**AIM OF THE EXERCISE**
Render every line of the entries below as a JSON list of strings, with one string for each line and blank lines left out.

**RECORDS PROVIDED**
_ _ _ _ _ _ _

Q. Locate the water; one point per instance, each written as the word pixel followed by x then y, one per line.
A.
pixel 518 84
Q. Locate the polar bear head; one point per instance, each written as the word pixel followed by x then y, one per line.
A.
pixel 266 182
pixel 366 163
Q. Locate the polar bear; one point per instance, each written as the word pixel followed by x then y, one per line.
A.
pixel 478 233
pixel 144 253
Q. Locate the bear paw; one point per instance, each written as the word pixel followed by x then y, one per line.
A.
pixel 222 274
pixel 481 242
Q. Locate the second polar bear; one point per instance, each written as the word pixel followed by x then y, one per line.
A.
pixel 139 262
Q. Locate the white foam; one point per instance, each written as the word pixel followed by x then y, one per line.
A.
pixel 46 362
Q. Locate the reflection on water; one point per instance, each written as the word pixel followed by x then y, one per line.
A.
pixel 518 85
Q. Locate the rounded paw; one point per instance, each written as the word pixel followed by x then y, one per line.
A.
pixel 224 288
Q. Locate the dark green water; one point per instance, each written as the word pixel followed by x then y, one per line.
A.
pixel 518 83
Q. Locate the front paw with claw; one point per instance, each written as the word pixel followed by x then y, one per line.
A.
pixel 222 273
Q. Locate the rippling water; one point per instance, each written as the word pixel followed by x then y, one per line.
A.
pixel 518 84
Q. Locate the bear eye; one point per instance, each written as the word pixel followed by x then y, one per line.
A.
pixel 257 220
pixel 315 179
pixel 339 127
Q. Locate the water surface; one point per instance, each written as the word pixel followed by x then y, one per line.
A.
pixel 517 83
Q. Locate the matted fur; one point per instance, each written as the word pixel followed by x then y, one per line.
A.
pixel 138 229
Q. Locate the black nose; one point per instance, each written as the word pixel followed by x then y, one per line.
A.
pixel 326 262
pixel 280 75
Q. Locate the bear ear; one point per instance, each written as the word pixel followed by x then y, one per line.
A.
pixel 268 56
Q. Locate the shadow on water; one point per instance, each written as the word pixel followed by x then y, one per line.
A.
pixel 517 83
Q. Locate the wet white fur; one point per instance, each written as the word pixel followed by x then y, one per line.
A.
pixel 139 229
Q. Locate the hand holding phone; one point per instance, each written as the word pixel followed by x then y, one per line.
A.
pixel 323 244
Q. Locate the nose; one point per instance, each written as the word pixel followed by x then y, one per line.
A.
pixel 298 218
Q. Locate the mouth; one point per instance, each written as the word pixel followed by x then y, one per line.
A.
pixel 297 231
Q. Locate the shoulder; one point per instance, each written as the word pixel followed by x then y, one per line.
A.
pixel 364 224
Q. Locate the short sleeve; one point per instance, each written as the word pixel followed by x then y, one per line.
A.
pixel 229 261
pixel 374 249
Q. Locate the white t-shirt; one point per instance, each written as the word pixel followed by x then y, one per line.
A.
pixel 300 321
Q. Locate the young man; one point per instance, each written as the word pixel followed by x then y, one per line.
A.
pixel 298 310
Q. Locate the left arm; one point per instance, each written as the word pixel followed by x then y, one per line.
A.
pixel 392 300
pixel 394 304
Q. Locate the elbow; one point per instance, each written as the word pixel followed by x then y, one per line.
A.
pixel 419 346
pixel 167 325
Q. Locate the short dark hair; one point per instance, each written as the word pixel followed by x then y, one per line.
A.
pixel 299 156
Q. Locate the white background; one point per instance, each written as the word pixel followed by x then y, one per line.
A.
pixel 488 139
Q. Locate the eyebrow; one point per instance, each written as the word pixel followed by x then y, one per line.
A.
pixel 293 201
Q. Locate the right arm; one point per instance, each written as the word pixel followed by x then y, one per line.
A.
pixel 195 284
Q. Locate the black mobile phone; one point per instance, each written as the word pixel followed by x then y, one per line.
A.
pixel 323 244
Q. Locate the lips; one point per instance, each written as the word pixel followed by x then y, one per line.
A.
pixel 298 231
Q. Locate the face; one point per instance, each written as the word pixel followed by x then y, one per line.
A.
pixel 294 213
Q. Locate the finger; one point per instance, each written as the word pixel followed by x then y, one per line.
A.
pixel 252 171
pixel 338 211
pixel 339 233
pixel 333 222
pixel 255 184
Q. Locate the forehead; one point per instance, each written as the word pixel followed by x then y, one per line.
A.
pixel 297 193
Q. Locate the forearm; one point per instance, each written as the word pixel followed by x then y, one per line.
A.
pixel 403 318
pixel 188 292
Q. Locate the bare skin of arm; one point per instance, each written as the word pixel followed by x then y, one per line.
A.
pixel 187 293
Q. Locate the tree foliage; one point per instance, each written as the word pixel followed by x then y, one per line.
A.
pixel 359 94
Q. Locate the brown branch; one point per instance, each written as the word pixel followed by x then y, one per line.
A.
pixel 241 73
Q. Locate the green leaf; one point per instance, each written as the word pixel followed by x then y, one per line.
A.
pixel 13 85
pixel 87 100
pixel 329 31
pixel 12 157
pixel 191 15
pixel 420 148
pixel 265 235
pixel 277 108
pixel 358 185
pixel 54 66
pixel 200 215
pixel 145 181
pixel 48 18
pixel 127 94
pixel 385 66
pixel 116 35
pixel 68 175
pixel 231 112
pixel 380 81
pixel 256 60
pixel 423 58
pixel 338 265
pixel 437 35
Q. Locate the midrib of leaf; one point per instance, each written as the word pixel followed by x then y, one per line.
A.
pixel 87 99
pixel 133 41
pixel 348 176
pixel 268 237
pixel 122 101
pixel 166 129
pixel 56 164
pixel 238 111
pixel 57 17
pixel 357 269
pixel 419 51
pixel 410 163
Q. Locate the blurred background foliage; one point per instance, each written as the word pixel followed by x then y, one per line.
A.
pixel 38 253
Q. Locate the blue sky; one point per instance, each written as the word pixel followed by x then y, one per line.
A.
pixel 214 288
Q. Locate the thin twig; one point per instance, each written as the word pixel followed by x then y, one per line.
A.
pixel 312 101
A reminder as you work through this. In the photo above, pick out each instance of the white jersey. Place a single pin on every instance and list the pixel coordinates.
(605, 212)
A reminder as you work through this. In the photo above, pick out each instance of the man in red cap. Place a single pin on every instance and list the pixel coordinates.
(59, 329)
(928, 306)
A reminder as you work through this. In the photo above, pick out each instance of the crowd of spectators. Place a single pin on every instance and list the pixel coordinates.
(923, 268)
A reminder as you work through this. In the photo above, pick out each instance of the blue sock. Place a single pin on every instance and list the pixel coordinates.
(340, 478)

_ _ _ _ _ _ _

**EXERCISE RESULT**
[
  "Q. Locate the water; one point per instance, each written as the word pixel followed by x then y, one per line.",
  "A.",
  "pixel 518 84",
  "Q. Locate the polar bear head; one point per instance, each written as the word pixel followed by x then y, one per line.",
  "A.",
  "pixel 266 182",
  "pixel 366 163",
  "Q. Locate the polar bear; one point per instance, each written as the word pixel followed by x then y, one per line.",
  "A.",
  "pixel 478 233",
  "pixel 144 253",
  "Q. Locate the bear paw; one point per instance, each written as the word pixel followed by x then y, one per line.",
  "A.",
  "pixel 222 274",
  "pixel 481 242",
  "Q. Locate the second polar bear; one point per instance, each written as the word pixel followed by x then y, one per line.",
  "A.",
  "pixel 139 262",
  "Q. Locate the white foam; one point per instance, each written as the word pixel followed by x then y, one per line.",
  "A.",
  "pixel 46 362",
  "Q. Locate the reflection on water; one point per instance, each written as the word pixel followed by x then y, one per line.",
  "A.",
  "pixel 518 85",
  "Q. Locate the rounded paw; one point per instance, each written as the word pixel followed by x then y, one per line.",
  "A.",
  "pixel 224 288",
  "Q. Locate the dark green water; one point per instance, each written as the word pixel followed by x then y, one per line.",
  "A.",
  "pixel 518 83",
  "Q. Locate the front paw with claw; one point per instance, each written as the word pixel followed by x then y, one per line.",
  "A.",
  "pixel 222 273",
  "Q. Locate the rippling water; one point per instance, each written as the word pixel followed by x then y, one per line.",
  "A.",
  "pixel 518 84",
  "Q. Locate the bear eye; one point per instance, each written as the word pixel followed by x then y, one per line.",
  "A.",
  "pixel 257 220",
  "pixel 315 179",
  "pixel 339 127",
  "Q. Locate the water surface; one point per instance, each written as the word pixel followed by x then y, one per line.",
  "A.",
  "pixel 517 83",
  "Q. Locate the matted fur; one point per instance, each written as the word pixel followed by x then y, one per line.",
  "A.",
  "pixel 138 229",
  "Q. Locate the black nose; one point per instance, each written as the word pixel followed by x then y, one per line.",
  "A.",
  "pixel 326 262",
  "pixel 280 75",
  "Q. Locate the bear ear; one point per instance, each written as the word pixel followed by x then y, one per line.",
  "A.",
  "pixel 268 56",
  "Q. Locate the shadow on water; one point per instance, each written as the word pixel followed by x then y, one per line.",
  "A.",
  "pixel 517 83",
  "Q. Locate the wet white fur; one point per instance, each written as the word pixel followed by x then y, one per line.",
  "A.",
  "pixel 139 229",
  "Q. Locate the hand holding phone; one point per instance, each written as the word pixel followed by x then y, one per line.",
  "A.",
  "pixel 323 244",
  "Q. Locate the nose; one point per instance, each written as the word pixel followed by x then y, one per line.",
  "A.",
  "pixel 298 218",
  "Q. Locate the mouth; one point per instance, each written as the word pixel followed by x then y, one per line.",
  "A.",
  "pixel 297 231",
  "Q. Locate the shoulder; one point per instance, each written as the word pixel followed by x then y, one per line.",
  "A.",
  "pixel 364 224",
  "Q. Locate the short sleeve; one point per instance, each written as the word pixel followed by x then y, one per line.",
  "A.",
  "pixel 229 261",
  "pixel 374 249",
  "Q. Locate the white t-shirt; one point per instance, each written as the word pixel followed by x then y, one per line.",
  "A.",
  "pixel 300 321",
  "Q. Locate the young man; one point per instance, each written as the word pixel followed by x then y, one per line.",
  "A.",
  "pixel 298 310",
  "Q. Locate the left arm; one point per instance, each written as the word pixel followed by x then y, one per line.",
  "A.",
  "pixel 392 300",
  "pixel 394 304",
  "Q. Locate the elbow; one point per instance, each written as the word pixel followed by x then y, one per line.",
  "A.",
  "pixel 419 346",
  "pixel 167 325",
  "Q. Locate the short dark hair; one point per instance, each written as the word pixel followed by x then y, one per line.",
  "A.",
  "pixel 299 156",
  "Q. Locate the white background; one point per instance, each written as the word pixel followed by x then y, one per line.",
  "A.",
  "pixel 488 139",
  "Q. Locate the eyebrow; one point per instance, each written as the word pixel followed by x then y, one per line.",
  "A.",
  "pixel 293 201",
  "Q. Locate the right arm; one point per instance, each written as the word pixel followed by x then y, one per line.",
  "A.",
  "pixel 195 284",
  "Q. Locate the black mobile phone; one point per instance, each written as the word pixel followed by x then y, one per line.",
  "A.",
  "pixel 323 244",
  "Q. Locate the lips; one point per instance, each written as the word pixel followed by x then y, one per line.",
  "A.",
  "pixel 298 231",
  "Q. Locate the face; one point per instance, each written as the word pixel followed by x then y, one per line.",
  "A.",
  "pixel 294 213",
  "Q. Locate the finger; one point per instance, each written as the word pixel followed by x then y, one per line.",
  "A.",
  "pixel 252 171",
  "pixel 338 211",
  "pixel 339 233",
  "pixel 333 222",
  "pixel 255 184",
  "Q. Locate the forehead; one point per instance, each written as the word pixel followed by x then y, one per line.",
  "A.",
  "pixel 297 193",
  "Q. Locate the forearm; one point per instance, each written as the word pixel followed by x then y, one per line.",
  "A.",
  "pixel 403 318",
  "pixel 188 292",
  "Q. Locate the bare skin of arm; one point per instance, each written as the word pixel followed by x then y, one per line.",
  "A.",
  "pixel 187 293",
  "Q. Locate the tree foliage; one point per instance, each written as the word pixel followed by x then y, one per line.",
  "A.",
  "pixel 359 94",
  "Q. Locate the brown branch; one point per instance, each written as the word pixel followed by x then y, one per line.",
  "A.",
  "pixel 241 73",
  "Q. Locate the green leaf; one point per instance, each written as the word pixel followed by x then y, one per line.",
  "A.",
  "pixel 13 85",
  "pixel 87 100",
  "pixel 329 31",
  "pixel 12 157",
  "pixel 191 15",
  "pixel 420 148",
  "pixel 265 235",
  "pixel 277 108",
  "pixel 358 185",
  "pixel 54 66",
  "pixel 200 215",
  "pixel 145 181",
  "pixel 48 18",
  "pixel 127 94",
  "pixel 385 66",
  "pixel 116 35",
  "pixel 68 175",
  "pixel 231 112",
  "pixel 380 81",
  "pixel 256 60",
  "pixel 423 58",
  "pixel 338 265",
  "pixel 437 35",
  "Q. Locate the midrib of leaf; one point per instance, each written as the word pixel followed by x then y, one per line.",
  "A.",
  "pixel 87 99",
  "pixel 133 41",
  "pixel 348 176",
  "pixel 268 237",
  "pixel 122 101",
  "pixel 166 129",
  "pixel 56 164",
  "pixel 238 111",
  "pixel 57 17",
  "pixel 357 269",
  "pixel 419 51",
  "pixel 410 163",
  "Q. Locate the blurred background foliage; one point per instance, each written as the word pixel followed by x then y, one per line.",
  "A.",
  "pixel 38 253",
  "Q. Locate the blue sky; one point per instance, each written as the word pixel followed by x then y, one per line.",
  "A.",
  "pixel 214 288",
  "Q. Locate the thin twig; one point per instance, each written as the word pixel followed by x then y, one per line.",
  "A.",
  "pixel 312 101",
  "A reminder as you work through this. In the photo above, pick out each instance of the white jersey. Place a single pin on every instance and list the pixel coordinates.",
  "(605, 212)",
  "A reminder as you work through this. In the photo above, pick out each instance of the man in red cap. Place a single pin on every instance and list the pixel coordinates.",
  "(59, 329)",
  "(928, 306)",
  "A reminder as you work through this. In the photo above, pick out each instance of the crowd of spectators. Place a single pin on every instance and list the pixel coordinates.",
  "(923, 268)",
  "A reminder as you work through this. In the photo above, pick out each instance of the blue sock. Place a single pin on every instance and list the pixel coordinates.",
  "(340, 478)"
]